* _Exercise requirements_
Would you please return the line containing "Exercise. Locate the cove" and all the lines after it through the end of the records below, unchanged and on their own?

* _Task input_
((
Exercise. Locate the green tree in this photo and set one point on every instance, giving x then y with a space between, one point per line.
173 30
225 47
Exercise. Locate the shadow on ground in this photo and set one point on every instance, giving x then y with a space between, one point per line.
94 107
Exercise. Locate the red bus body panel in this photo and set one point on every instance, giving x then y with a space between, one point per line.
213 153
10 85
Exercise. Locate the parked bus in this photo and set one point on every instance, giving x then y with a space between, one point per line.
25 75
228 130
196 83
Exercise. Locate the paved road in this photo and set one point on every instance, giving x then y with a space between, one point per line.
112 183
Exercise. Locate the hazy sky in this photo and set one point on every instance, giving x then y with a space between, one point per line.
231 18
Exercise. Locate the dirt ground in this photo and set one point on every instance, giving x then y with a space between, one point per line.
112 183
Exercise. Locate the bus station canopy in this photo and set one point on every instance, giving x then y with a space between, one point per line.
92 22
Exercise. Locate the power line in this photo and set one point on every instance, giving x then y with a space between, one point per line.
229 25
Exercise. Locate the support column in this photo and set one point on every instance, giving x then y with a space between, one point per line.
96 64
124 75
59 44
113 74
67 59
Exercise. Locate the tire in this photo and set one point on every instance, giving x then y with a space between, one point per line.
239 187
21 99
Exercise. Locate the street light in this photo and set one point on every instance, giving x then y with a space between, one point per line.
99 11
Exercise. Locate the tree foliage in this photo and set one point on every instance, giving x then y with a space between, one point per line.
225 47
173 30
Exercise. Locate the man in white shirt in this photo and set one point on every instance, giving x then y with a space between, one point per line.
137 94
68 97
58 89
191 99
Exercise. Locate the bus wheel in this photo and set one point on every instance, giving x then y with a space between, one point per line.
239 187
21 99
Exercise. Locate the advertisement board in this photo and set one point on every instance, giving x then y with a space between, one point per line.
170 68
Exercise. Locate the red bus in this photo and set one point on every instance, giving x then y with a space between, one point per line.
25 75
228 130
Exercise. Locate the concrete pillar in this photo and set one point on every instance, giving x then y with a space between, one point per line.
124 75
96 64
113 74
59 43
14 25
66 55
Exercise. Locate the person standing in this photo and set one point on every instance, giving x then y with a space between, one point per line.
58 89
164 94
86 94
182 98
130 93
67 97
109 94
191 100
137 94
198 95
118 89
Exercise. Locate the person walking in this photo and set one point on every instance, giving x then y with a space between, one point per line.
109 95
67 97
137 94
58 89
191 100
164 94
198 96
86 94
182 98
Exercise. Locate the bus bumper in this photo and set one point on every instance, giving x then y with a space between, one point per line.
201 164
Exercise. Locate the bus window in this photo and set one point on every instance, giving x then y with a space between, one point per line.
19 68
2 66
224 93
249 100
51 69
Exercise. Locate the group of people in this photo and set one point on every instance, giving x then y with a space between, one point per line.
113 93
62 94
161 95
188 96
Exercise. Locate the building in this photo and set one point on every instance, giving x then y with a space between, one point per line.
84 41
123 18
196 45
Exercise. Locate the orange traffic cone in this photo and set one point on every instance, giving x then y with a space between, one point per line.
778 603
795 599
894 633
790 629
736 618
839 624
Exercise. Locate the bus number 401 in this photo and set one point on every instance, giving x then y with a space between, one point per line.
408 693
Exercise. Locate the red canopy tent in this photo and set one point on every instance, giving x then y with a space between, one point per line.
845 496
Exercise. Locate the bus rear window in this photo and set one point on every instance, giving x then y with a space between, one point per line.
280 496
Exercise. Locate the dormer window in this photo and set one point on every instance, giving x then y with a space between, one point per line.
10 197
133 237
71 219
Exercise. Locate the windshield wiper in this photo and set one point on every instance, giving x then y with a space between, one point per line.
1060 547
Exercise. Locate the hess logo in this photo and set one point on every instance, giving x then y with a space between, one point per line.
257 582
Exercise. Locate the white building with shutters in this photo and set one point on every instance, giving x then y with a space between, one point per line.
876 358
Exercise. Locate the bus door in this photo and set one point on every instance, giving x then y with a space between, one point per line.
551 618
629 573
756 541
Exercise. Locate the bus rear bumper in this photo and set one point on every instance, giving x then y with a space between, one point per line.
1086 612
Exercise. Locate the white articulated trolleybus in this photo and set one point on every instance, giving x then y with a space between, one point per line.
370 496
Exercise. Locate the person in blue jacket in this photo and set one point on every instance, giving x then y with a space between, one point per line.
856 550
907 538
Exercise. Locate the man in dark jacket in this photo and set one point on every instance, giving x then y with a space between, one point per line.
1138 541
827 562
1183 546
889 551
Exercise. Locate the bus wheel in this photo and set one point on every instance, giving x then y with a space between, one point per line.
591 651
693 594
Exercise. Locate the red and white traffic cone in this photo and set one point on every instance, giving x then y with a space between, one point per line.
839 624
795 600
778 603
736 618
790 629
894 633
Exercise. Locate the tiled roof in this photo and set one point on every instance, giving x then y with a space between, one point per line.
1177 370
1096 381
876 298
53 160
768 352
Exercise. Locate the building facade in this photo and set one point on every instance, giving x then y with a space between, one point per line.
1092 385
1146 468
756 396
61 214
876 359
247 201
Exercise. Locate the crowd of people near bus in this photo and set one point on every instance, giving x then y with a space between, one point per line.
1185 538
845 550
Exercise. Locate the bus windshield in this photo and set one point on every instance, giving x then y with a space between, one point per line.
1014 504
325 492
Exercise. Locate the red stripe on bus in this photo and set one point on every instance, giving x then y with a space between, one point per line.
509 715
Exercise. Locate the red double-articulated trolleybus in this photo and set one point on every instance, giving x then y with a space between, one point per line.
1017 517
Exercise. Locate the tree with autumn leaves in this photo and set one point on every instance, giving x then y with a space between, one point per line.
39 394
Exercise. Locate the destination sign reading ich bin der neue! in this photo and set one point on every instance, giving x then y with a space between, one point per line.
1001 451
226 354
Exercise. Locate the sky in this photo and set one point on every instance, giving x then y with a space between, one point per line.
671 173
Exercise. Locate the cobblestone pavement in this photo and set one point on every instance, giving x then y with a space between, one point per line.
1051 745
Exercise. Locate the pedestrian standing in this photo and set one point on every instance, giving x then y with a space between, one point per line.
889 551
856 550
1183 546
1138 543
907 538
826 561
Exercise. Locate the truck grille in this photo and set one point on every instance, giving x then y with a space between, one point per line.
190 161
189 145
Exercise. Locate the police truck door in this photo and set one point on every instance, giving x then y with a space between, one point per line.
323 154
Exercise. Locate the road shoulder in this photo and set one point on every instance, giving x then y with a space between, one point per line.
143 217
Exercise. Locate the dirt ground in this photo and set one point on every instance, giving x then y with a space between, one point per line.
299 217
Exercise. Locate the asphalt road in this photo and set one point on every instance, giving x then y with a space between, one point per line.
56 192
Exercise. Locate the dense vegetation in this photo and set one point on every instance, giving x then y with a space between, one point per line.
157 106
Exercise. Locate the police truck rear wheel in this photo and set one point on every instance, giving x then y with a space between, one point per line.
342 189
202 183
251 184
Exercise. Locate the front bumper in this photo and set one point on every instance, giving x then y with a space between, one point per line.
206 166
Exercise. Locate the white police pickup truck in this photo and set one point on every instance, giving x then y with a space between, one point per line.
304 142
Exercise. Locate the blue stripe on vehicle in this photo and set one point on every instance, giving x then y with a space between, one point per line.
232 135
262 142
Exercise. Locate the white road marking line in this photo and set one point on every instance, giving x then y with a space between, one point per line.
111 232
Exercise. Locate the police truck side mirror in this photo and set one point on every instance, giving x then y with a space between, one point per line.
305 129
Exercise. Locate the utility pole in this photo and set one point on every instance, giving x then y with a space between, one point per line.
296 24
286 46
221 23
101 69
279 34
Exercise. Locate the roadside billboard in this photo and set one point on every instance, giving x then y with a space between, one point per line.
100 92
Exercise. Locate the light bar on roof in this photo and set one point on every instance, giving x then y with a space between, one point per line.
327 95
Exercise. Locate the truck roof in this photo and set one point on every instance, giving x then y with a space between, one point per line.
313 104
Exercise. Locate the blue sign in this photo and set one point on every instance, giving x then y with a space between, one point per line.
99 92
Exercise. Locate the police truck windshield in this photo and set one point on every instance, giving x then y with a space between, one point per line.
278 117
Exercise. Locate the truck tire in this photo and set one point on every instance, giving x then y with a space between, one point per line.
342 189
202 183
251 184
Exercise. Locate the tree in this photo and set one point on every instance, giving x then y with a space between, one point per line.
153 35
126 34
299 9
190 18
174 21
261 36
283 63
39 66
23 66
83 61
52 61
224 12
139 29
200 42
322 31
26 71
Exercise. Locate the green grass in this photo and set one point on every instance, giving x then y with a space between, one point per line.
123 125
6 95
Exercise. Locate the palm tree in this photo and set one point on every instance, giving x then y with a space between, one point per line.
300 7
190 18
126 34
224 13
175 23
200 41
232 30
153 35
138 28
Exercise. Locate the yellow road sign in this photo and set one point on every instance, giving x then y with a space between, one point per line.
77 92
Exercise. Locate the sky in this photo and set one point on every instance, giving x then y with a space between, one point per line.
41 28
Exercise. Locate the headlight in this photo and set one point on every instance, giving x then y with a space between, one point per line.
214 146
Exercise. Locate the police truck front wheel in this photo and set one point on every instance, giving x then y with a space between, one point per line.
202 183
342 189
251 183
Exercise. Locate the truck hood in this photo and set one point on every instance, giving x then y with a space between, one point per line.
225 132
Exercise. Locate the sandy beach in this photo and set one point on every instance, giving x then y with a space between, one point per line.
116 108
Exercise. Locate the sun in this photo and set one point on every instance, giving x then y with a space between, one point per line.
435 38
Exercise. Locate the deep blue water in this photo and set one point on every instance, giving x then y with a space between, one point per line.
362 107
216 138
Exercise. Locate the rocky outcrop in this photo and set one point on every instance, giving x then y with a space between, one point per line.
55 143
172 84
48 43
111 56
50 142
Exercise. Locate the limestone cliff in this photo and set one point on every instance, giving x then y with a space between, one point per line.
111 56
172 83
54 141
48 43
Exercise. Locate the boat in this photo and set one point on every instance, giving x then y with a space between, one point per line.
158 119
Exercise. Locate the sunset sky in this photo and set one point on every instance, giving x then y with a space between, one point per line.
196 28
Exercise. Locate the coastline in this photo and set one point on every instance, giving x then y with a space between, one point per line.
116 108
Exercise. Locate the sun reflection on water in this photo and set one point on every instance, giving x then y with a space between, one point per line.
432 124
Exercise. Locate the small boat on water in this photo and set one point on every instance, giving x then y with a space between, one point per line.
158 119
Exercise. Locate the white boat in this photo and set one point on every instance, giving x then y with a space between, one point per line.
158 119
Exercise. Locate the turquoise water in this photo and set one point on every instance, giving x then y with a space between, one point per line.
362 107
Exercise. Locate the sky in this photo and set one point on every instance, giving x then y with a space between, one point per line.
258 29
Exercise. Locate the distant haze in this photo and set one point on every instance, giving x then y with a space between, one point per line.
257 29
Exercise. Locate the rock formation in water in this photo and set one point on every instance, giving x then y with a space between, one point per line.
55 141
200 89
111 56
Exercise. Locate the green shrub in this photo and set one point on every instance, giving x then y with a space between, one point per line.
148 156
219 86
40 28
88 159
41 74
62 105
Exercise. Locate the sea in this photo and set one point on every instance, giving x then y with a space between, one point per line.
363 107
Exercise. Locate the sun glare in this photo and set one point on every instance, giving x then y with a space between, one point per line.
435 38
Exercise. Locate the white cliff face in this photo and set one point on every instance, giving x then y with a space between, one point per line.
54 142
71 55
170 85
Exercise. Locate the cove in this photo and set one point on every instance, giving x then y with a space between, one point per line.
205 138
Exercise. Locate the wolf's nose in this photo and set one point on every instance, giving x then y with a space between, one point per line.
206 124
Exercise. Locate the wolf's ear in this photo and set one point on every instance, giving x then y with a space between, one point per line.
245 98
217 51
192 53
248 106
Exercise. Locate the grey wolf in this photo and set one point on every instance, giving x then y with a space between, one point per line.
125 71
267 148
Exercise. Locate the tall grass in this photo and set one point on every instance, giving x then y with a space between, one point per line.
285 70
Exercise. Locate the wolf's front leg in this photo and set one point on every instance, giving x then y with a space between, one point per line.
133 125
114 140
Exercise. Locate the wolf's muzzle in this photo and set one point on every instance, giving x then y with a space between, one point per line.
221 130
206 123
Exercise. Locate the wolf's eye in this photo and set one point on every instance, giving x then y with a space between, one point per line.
))
* _Written solution_
Exercise. Locate the cove in this photo and set one point on every instance, giving x then y with a space between, one point per line.
205 138
Exercise. Locate the wolf's nose in this photo and set one point on every instance, giving x then y with a space between, one point per line.
206 124
Exercise. Locate the wolf's ear in this photo and set one point on every instance, giving x then y with a space between, one point per line.
245 98
217 51
192 53
248 106
Exercise. Locate the grey wolf in this photo and set one point on every instance, giving x then y with a space between, one point per line.
125 71
267 148
Exercise. Locate the tall grass in this photo and set one point on every instance, giving x then y with a space between, one point per line.
285 70
Exercise. Locate the wolf's front leg in this photo and set one point on every instance, giving x then y with a space between, one point per line.
133 125
114 140
Exercise. Locate the wolf's muzzle in this photo and set one point on every instance, giving x then y with a space between, one point per line.
221 130
206 123
Exercise. Locate the wolf's eye in this photo and set one point on every instance, giving x then y with a space between, one point per line.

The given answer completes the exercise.